Data entries:
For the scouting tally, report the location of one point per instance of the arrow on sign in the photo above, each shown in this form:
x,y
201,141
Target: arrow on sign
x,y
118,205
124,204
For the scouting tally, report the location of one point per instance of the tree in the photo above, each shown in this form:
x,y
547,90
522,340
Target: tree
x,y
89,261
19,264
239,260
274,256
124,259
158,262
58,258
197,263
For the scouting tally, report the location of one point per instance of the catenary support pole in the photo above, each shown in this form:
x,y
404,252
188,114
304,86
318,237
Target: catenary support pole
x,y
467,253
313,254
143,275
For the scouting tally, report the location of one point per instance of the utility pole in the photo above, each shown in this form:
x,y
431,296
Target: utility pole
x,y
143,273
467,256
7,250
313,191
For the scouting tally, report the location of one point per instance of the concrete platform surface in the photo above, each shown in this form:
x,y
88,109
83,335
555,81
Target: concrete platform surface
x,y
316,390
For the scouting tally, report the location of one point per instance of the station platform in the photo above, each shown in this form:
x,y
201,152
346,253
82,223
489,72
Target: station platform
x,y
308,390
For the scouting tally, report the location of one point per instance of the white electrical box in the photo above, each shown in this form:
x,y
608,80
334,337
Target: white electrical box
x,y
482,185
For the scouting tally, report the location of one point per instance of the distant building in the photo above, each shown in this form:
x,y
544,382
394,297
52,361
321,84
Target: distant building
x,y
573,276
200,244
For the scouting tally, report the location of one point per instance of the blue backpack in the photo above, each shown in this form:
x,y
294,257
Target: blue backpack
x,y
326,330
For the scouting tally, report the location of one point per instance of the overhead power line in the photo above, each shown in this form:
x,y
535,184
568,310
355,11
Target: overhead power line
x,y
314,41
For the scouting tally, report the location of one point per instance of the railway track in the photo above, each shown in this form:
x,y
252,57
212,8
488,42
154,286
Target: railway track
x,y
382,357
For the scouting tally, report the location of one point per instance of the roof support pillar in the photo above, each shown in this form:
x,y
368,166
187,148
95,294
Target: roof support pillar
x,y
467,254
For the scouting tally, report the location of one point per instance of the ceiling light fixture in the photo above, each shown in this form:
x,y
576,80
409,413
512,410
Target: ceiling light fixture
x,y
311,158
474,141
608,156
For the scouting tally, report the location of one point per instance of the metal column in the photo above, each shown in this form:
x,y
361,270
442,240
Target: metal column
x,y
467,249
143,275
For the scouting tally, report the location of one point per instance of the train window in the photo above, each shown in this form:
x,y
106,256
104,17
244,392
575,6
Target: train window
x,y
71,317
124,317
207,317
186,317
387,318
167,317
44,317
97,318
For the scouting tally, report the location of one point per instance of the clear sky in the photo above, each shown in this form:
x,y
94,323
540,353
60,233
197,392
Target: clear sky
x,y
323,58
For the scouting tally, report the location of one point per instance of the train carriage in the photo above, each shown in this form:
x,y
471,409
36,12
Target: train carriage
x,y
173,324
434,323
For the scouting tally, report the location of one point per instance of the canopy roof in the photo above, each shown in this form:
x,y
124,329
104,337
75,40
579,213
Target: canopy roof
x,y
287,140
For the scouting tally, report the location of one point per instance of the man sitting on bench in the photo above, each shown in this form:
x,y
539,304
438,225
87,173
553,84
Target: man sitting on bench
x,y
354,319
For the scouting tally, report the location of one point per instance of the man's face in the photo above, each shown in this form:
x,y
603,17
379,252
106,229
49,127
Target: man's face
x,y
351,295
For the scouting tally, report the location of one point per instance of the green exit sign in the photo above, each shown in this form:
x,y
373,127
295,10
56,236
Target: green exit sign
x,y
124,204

**Exercise objective**:
All of the lines above must be returned exactly as they stand.

**Output for this task**:
For the scouting tally, report the location of one point per instance of the arrow on sign in the photo above, each shown in this form:
x,y
201,141
Target: arrow on sign
x,y
118,205
124,204
For the scouting tally, report the location of one point per instance of the tree in the photo above, each shown in this form:
x,y
547,90
522,340
Target: tree
x,y
89,261
19,264
239,260
274,256
124,259
158,262
58,258
197,263
For the scouting tally, report the location of one point per instance of the catenary support pole in the photo above, each shown in this form:
x,y
404,252
188,114
304,86
318,237
Target: catenary support pole
x,y
467,253
313,254
143,275
For the scouting tally, report the location of one point per instance of the utility pole in the photo above, each shown in this form:
x,y
431,296
Target: utility pole
x,y
143,273
467,256
7,250
313,191
For the scouting tally, report the location of one point per instance of the concrete platform surface in the photo above, each shown in this form:
x,y
88,109
83,335
555,81
Target: concrete platform surface
x,y
316,390
For the scouting tally, report the location of one point per instance of the station platform in the photo above, each shown in this form:
x,y
201,152
346,253
82,223
489,72
Target: station platform
x,y
308,390
For the scouting tally, report the location of one point per instance of the white electrical box in the photo above, each shown in this form:
x,y
608,80
334,337
Target: white electrical box
x,y
482,185
For the scouting tally, report the location of one point per instance of the distant building in the photo above, each shown in this form:
x,y
544,382
394,297
52,361
321,84
Target: distant building
x,y
573,276
200,244
For the scouting tally, report the location of one point per instance of the blue backpack in the photo above, each shown in this form:
x,y
294,257
Target: blue backpack
x,y
326,330
For the scouting tally, report the location of one point per instance of the overhead power line in the photo above, each shown in this form:
x,y
535,184
568,310
355,11
Target: overhead power line
x,y
314,41
For the scouting tally, report the location of one point per instance of the railway track in the photo above, each shown in this form:
x,y
252,57
212,8
488,42
154,286
Target: railway track
x,y
382,357
For the scouting tally, report the location of one point per instance of the roof support pillar in the photo above, each shown in this form:
x,y
368,166
187,148
95,294
Target: roof support pillar
x,y
467,254
For the scouting tally, report the location of one point per instance of the ceiling light fixture in the photo above, each shown in this form:
x,y
576,80
409,413
512,410
Target: ceiling light fixture
x,y
311,158
474,141
608,156
For the scouting tally, report the location of one point per instance of the metal column in the photo above, each shown in this form:
x,y
361,270
442,240
Target: metal column
x,y
467,249
143,275
For the scouting tally, report the location of one point per instance of the train window in the photo above, each shown in this form:
x,y
106,256
104,17
244,392
575,6
Target: train window
x,y
71,317
124,317
207,317
186,317
387,318
167,317
44,317
97,318
For the scouting tally, report the location of one point per instance of the clear sky in the photo above, each shown in this form:
x,y
94,323
540,353
60,233
197,392
Target: clear sky
x,y
323,58
For the scouting tally, report the location of one point per instance of the train carriage in the photo above, each shown in this form:
x,y
471,409
36,12
Target: train carriage
x,y
173,324
434,323
For the scouting tally, report the location of one point per instance of the canopy roof in the photo above, each shown in this form:
x,y
124,329
104,337
75,40
579,213
Target: canopy roof
x,y
287,140
For the scouting tally, report the location of one point per instance of the man sitting on bench in the photo above, each shown in this form:
x,y
539,304
438,225
87,173
553,84
Target: man sitting on bench
x,y
354,319
For the scouting tally, report the location of one point per instance of the man's face in the photo above, each shown in this form:
x,y
603,17
379,252
106,229
49,127
Target: man's face
x,y
351,295
For the scouting tally, report the location of one point per instance of the green exit sign in the photo above, each shown in this form:
x,y
373,127
295,10
56,236
Target: green exit sign
x,y
124,204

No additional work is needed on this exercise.